Work order: Restate word for word the lines of the data below, from the first through the one that has "Target: dresser drawer".

Given data:
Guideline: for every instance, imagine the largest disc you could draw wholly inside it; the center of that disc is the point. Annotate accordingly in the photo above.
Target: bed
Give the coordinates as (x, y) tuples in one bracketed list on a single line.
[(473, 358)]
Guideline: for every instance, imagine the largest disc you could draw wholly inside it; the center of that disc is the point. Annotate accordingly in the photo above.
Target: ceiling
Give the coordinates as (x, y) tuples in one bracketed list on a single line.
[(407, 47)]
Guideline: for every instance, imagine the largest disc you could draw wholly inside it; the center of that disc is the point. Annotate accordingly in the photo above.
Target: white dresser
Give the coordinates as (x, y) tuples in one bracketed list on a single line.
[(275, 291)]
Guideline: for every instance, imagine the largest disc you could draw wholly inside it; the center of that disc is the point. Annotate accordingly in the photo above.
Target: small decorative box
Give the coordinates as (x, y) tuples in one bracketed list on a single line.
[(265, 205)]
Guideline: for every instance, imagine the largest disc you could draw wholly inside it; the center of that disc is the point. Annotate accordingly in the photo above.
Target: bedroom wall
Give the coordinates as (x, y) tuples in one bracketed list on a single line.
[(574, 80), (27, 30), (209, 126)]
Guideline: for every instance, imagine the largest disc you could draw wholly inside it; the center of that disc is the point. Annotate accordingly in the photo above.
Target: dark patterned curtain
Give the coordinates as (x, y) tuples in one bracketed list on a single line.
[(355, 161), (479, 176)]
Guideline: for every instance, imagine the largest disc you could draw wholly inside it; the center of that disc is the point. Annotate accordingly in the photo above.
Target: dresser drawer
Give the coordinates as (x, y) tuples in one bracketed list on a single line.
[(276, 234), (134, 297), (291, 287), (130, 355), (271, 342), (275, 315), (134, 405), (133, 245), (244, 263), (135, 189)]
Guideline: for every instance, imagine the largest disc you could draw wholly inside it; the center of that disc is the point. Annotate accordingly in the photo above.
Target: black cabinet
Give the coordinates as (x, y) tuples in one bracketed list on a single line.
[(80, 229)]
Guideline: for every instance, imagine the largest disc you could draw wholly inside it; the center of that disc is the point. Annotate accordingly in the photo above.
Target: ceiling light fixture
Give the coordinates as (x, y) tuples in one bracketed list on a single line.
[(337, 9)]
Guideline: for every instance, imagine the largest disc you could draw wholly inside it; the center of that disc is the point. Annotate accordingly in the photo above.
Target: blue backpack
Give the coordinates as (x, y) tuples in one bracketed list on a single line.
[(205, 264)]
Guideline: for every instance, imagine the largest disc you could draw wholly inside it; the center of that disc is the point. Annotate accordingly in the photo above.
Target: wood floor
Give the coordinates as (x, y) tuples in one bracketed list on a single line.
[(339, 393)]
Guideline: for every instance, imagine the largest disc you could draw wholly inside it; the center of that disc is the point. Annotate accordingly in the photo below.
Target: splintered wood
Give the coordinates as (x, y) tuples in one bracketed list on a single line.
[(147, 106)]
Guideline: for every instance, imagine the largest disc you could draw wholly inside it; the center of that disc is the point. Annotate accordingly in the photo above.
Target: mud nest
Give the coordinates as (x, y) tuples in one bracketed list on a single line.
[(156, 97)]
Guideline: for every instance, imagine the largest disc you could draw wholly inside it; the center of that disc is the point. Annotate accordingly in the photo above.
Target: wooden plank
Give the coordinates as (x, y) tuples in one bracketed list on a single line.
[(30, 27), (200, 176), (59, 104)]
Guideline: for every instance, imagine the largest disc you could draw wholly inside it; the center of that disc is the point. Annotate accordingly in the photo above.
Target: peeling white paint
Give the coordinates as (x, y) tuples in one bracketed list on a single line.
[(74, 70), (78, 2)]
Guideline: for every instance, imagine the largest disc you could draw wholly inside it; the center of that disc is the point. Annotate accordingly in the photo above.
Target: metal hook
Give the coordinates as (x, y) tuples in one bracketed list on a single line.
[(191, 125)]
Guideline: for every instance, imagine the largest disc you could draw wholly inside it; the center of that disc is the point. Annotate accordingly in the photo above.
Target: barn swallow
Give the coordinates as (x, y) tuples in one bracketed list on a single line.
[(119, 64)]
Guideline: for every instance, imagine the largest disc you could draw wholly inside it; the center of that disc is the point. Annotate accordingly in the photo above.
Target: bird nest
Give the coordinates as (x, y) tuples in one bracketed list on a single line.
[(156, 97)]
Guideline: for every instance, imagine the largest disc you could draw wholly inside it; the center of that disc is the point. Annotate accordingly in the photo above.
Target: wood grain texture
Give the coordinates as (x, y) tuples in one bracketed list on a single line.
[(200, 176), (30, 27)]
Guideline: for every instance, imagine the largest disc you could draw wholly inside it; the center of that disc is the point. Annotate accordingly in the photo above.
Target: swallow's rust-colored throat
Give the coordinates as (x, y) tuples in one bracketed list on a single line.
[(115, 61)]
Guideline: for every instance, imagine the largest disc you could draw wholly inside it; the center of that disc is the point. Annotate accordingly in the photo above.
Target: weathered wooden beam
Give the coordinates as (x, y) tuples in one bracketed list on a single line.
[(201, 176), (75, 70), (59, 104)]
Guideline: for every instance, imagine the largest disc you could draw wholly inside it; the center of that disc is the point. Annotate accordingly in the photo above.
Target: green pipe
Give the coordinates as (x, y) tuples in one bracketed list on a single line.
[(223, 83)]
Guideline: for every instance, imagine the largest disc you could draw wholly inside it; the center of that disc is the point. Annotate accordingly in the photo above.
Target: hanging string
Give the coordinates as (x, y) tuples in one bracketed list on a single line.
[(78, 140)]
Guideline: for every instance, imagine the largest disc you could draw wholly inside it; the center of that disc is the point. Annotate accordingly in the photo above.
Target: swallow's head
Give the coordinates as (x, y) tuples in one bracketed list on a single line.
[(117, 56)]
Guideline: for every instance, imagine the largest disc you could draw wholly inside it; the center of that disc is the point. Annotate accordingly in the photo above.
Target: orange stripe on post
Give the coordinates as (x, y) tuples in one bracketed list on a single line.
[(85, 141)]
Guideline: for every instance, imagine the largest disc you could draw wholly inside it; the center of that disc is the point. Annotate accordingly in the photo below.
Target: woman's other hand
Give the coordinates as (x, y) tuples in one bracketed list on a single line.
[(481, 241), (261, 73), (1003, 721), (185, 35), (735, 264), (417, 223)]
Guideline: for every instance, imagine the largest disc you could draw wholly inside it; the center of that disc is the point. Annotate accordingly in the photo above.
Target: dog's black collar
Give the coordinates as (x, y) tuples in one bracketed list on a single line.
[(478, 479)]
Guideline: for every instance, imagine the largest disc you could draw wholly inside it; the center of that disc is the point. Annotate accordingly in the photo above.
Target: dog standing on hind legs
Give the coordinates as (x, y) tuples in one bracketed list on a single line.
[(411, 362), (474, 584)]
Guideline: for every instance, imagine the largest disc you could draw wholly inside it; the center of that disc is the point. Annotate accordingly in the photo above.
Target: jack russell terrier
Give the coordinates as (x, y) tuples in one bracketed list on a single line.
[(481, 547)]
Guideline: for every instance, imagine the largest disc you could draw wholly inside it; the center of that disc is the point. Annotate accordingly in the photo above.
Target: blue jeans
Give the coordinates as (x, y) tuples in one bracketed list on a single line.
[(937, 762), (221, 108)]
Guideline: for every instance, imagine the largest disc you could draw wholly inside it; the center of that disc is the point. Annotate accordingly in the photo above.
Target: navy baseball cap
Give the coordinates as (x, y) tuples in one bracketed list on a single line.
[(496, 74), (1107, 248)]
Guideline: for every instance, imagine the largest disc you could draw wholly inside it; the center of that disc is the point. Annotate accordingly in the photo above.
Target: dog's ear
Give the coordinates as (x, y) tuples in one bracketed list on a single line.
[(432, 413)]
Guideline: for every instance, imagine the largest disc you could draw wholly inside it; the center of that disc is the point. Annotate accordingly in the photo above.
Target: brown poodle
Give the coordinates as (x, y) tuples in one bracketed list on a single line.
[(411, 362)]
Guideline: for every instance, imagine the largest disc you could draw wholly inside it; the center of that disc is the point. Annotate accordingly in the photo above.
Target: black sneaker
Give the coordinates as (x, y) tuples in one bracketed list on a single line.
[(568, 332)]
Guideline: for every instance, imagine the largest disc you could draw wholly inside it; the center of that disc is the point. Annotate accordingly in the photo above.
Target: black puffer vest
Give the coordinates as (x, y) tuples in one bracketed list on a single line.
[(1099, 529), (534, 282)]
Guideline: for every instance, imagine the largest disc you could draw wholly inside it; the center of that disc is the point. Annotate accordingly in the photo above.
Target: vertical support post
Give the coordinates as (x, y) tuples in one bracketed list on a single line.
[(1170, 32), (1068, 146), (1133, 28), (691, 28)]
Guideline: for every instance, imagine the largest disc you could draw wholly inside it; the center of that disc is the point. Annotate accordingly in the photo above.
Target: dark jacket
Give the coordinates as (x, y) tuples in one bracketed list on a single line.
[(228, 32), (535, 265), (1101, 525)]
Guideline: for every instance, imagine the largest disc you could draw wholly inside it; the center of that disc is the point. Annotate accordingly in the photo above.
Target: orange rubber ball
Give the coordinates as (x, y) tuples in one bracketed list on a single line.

Task solution:
Guideline: for every instance, imagine the largest disc you could draw wholly inside it; the center of that disc is the point. Annotate accordingly in the photo above.
Target: bed
Give the coordinates as (x, y) tuples in one bracketed list on a single line.
[(473, 358)]
Guideline: for every instance, imagine the largest disc you could draw wholly inside it; the center of that disc is the point. Annotate accordingly in the photo above.
Target: ceiling
Give the coordinates as (x, y) tuples in one bracketed list on a single line.
[(407, 47)]
Guideline: for every instance, imagine the largest disc you could draw wholly inside it; the center of that disc is the point. Annotate accordingly in the photo above.
Target: white dresser
Give the coordinates as (x, y) tuples in one bracketed list on a single line.
[(275, 291)]
Guideline: for every instance, imagine the largest disc you could draw wholly inside it; the center of that disc is the point. Annotate accordingly in the photo above.
Target: small decorative box
Give the coordinates as (x, y) tuples in one bracketed list on a single line.
[(265, 205)]
Guideline: for every instance, imagine the largest disc you could draw wholly inside it; the center of that disc is the point. Annotate accordingly in the photo above.
Target: bedroom wall
Give the coordinates as (x, y) tuples in one bracketed list on a single line.
[(574, 80), (27, 30), (209, 126)]
Guideline: for every instance, imagine the largest disc you could draw wholly inside it; the center of that disc is the point. Annotate accordingly in the photo above.
Target: dark patterned curtain
Give the coordinates as (x, y) tuples in one bracketed list on a single line.
[(355, 161), (479, 176)]
Guideline: for every instance, imagine the largest disc you could draw wholly inside it; the center of that disc is the point. Annotate accordingly in the photo above.
Target: dresser drawer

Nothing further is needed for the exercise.